**Provided passage:**
>>>
I was in Vegas this week and had a rental car. A Nissan Versa SV...2013. Awful car but I believe it is the cheapest or one of the cheapest new cars available although the SV has a list of $15K, $3K+ over the base model. The steering and CVT transmission were pitiful. But what is the point, Mike? I had to fill the car up before returning it to Budget. The fuel gauge told me the fuel door was on the right (I'm learning) so I attempted the appropriate action--pressing on the fuel door just like my Cruze--for naught. 

But, alas, even in this cheap rental mobile, there is an inside fuel door release AND an inside trunk release. Both of which would be valuable additions to my car.


----------



## NickD (Dec 10, 2011)

Not a problem for me, 82 Pace Arrow, 88 Supra, 04 Cavalier, and 12 Cruze all have the gas cap doors on the right side.

Only problem I have is with most other vehicles at a busy gas station, pulling in the wrong side of the pump as every one else's seem to be on the left hand side. Many times I have to back in, least all four vehicles have a reverse.


----------



## NBrehm (Jun 27, 2011)

MD5335 said:


> But, alas, even in this cheap rental mobile, there is an inside fuel door release AND an inside trunk release. Both of which would be valuable additions to my car.


Just out of curiosity why? How often do you need to open the trunk or fuel door when you aren't standing right next to it?


----------



## NickD (Dec 10, 2011)

Wish the Cruze had a locking fuel door, really no concern about anybody trying to siphon gas out of these new cars. Almost next to impossible. Save an old external fuel pump when forced to drop the tank to replace that way over priced fuel pump tht is buried deep in there.

Of major concern is nasty people dropping nasty stuff in your tank. I don't seem to have that problem, but my kid's sure did when going to these idiotic high schools. Especially if you have nice looking daughters that don't want to date some creep. 

Would be happy with just a simple spring loaded pin hooked to a string you can pull from the inside of the trunk. Thought about that, but a lot more work involved with all that cheap plastic to deal with.


----------



## obermd (Mar 3, 2012)

NBrehm said:


> Just out of curiosity why? How often do you need to open the trunk or fuel door when you aren't standing right next to it?


If you're in NJ or Oregon, always. You aren't allowed to pump your own gas in those two states.


----------



## timeos2 (Feb 3, 2013)
<<<
**Short exercise:**
Retype the part of the forum thread between "## obermd (Mar" and "those two states.", inclusive. Rely only on the forum thread to do this work.

**Records shown:**
>>>
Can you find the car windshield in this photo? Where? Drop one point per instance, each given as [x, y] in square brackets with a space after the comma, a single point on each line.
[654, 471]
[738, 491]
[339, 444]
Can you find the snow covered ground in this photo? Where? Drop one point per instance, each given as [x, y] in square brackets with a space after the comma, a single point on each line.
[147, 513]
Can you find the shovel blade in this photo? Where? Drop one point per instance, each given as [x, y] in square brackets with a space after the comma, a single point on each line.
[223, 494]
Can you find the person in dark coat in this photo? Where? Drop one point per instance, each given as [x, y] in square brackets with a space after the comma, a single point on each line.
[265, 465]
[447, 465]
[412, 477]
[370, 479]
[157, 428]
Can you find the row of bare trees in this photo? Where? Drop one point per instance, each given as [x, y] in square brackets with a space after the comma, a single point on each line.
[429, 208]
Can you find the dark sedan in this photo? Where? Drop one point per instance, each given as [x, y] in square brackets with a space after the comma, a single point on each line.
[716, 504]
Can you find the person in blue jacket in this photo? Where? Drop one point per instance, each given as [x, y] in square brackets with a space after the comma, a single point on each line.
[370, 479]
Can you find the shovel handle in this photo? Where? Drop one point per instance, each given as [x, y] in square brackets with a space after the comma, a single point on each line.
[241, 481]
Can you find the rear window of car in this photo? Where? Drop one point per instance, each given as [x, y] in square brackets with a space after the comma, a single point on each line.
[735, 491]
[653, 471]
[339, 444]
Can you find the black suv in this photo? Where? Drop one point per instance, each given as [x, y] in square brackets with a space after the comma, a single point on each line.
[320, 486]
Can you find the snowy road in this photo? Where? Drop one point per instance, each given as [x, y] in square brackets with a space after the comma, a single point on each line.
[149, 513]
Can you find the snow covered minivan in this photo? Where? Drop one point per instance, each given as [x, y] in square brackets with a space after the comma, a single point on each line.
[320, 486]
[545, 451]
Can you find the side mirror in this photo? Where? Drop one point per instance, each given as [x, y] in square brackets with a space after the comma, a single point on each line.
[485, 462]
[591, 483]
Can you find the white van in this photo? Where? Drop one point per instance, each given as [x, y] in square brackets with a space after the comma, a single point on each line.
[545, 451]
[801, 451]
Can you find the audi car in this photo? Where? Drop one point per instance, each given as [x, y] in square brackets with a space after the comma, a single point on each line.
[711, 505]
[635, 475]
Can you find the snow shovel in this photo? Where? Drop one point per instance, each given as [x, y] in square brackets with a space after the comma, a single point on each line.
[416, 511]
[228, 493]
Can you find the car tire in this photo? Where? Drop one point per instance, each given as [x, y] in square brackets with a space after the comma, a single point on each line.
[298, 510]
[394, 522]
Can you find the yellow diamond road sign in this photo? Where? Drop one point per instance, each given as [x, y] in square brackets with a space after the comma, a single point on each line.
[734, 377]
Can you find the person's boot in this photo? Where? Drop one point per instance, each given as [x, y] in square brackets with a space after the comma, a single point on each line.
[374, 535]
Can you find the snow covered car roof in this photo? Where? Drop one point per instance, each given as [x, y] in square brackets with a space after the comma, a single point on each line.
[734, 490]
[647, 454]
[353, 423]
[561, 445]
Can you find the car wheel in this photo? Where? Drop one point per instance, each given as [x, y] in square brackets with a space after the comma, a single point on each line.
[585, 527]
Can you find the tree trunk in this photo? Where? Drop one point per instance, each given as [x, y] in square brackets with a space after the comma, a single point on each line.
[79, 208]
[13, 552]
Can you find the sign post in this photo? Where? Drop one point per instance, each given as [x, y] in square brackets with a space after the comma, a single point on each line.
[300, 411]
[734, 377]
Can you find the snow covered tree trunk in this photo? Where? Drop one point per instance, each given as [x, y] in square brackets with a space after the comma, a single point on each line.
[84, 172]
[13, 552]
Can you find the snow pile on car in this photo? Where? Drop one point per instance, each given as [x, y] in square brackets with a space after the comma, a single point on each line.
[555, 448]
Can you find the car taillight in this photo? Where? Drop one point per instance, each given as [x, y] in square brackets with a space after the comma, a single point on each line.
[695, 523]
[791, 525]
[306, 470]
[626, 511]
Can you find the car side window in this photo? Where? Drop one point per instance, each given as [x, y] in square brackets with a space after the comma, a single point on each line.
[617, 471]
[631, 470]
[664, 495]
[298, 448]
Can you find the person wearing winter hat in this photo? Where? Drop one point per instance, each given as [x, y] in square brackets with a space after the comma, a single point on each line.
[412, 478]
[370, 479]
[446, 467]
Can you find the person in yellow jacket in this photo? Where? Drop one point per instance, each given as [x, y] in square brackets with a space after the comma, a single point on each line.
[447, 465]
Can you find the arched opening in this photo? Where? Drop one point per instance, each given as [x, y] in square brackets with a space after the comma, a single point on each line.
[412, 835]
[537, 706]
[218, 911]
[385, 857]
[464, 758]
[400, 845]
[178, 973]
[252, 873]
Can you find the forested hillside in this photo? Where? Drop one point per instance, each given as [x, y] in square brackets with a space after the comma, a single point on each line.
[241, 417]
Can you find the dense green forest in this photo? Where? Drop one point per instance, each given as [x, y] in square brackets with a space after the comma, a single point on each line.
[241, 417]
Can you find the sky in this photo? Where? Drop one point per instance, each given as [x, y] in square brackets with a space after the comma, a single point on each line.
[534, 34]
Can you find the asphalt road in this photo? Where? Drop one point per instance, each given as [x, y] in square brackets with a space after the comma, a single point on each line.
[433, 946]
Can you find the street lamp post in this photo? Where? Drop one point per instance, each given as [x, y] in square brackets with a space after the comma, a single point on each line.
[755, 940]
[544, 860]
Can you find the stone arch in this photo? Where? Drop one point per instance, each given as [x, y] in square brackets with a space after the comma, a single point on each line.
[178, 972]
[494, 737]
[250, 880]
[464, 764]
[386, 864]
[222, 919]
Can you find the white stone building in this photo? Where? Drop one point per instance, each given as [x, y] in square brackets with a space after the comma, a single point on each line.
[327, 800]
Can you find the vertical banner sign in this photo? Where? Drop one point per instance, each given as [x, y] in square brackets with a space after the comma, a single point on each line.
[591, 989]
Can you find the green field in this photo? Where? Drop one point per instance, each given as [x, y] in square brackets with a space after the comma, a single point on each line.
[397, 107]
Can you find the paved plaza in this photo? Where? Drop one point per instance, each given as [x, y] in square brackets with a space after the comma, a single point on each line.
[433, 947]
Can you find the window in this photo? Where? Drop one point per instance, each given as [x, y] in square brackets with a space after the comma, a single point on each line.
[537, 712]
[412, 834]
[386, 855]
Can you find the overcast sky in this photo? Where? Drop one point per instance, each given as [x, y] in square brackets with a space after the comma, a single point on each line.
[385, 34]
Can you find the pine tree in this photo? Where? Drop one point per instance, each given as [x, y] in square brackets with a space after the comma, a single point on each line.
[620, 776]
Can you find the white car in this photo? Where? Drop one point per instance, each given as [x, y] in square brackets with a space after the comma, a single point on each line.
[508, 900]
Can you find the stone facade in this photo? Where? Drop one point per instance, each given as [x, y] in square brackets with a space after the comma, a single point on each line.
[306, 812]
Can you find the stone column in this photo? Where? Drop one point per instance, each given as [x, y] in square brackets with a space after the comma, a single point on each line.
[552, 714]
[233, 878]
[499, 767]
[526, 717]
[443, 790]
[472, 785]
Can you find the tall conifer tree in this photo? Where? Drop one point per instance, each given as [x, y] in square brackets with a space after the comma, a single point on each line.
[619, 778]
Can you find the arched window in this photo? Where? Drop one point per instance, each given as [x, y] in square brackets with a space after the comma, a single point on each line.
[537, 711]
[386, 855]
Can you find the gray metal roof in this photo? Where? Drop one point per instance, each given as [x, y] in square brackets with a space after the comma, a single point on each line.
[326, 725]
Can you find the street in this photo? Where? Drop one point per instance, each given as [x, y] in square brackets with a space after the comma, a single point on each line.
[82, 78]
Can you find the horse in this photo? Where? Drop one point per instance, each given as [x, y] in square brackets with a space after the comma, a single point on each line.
<<<
**Completed exercise:**
## obermd (Mar 3, 2012)

NBrehm said:


> Just out of curiosity why? How often do you need to open the trunk or fuel door when you aren't standing right next to it?


If you're in NJ or Oregon, always. You aren't allowed to pump your own gas in those two states.